** START **

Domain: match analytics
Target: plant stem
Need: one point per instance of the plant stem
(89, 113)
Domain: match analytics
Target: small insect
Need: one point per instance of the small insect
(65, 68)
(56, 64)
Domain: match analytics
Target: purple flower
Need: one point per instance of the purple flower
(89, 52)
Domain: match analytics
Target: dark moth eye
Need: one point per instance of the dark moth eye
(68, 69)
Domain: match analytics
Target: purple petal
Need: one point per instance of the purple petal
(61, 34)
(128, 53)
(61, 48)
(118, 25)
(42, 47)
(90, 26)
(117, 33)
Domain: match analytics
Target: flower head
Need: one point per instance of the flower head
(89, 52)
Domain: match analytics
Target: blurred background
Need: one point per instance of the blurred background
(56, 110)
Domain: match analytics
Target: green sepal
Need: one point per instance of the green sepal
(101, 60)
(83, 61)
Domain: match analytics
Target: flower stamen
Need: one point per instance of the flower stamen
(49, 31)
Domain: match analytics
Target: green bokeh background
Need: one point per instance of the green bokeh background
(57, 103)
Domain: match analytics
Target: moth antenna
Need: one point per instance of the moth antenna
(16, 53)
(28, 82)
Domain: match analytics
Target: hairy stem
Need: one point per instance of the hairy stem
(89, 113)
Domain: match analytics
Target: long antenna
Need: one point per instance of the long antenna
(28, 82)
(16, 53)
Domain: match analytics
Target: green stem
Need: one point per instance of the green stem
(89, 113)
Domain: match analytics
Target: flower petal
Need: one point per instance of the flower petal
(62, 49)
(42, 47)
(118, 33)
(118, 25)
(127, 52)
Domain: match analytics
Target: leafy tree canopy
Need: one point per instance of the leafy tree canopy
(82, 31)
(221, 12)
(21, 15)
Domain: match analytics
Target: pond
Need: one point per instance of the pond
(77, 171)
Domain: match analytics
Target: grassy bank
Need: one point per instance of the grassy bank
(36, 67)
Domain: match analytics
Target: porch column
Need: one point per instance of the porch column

** END **

WHAT YOU WILL DO –
Go back to the listing above and please repeat it exactly.

SOLUTION –
Domain: match analytics
Target: plant stem
Need: one point per instance of the plant stem
(89, 113)
Domain: match analytics
Target: small insect
Need: one point per instance of the small insect
(65, 68)
(56, 64)
Domain: match analytics
Target: purple flower
Need: one point per instance of the purple flower
(89, 52)
Domain: match analytics
Target: dark moth eye
Need: one point per instance of the dark moth eye
(68, 69)
Domain: match analytics
Target: purple petal
Need: one point per instance of the purple petal
(61, 34)
(128, 53)
(61, 48)
(118, 25)
(42, 47)
(90, 26)
(117, 33)
Domain: match analytics
Target: flower head
Need: one point per instance of the flower head
(89, 52)
Domain: match analytics
Target: blurred background
Need: one point per instance of the blurred background
(56, 110)
Domain: match analytics
Target: green sepal
Need: one point per instance of the green sepal
(101, 60)
(83, 61)
Domain: match analytics
Target: flower stamen
Need: one point per instance of the flower stamen
(49, 31)
Domain: match analytics
Target: green bokeh background
Need: one point per instance of the green bokeh background
(57, 103)
Domain: match analytics
Target: moth antenna
Need: one point per instance of the moth antenna
(16, 53)
(28, 82)
Domain: match analytics
Target: hairy stem
Need: one point per instance of the hairy stem
(89, 113)
Domain: match analytics
Target: long antenna
Need: one point per instance of the long antenna
(28, 82)
(16, 53)
Domain: match analytics
Target: green stem
Need: one point per instance of the green stem
(89, 113)
Domain: match analytics
Target: flower petal
Need: one point per instance of the flower petal
(62, 49)
(42, 47)
(118, 33)
(118, 25)
(127, 52)
Domain: match analytics
Target: leafy tree canopy
Need: one point per instance of the leafy tree canopy
(82, 31)
(221, 12)
(21, 15)
Domain: match analytics
Target: pond
Need: one point per instance of the pond
(77, 171)
Domain: match analytics
Target: grassy bank
Need: one point per instance of the grassy bank
(36, 67)
Domain: match analytics
Target: porch column
Need: one point per instance of the porch column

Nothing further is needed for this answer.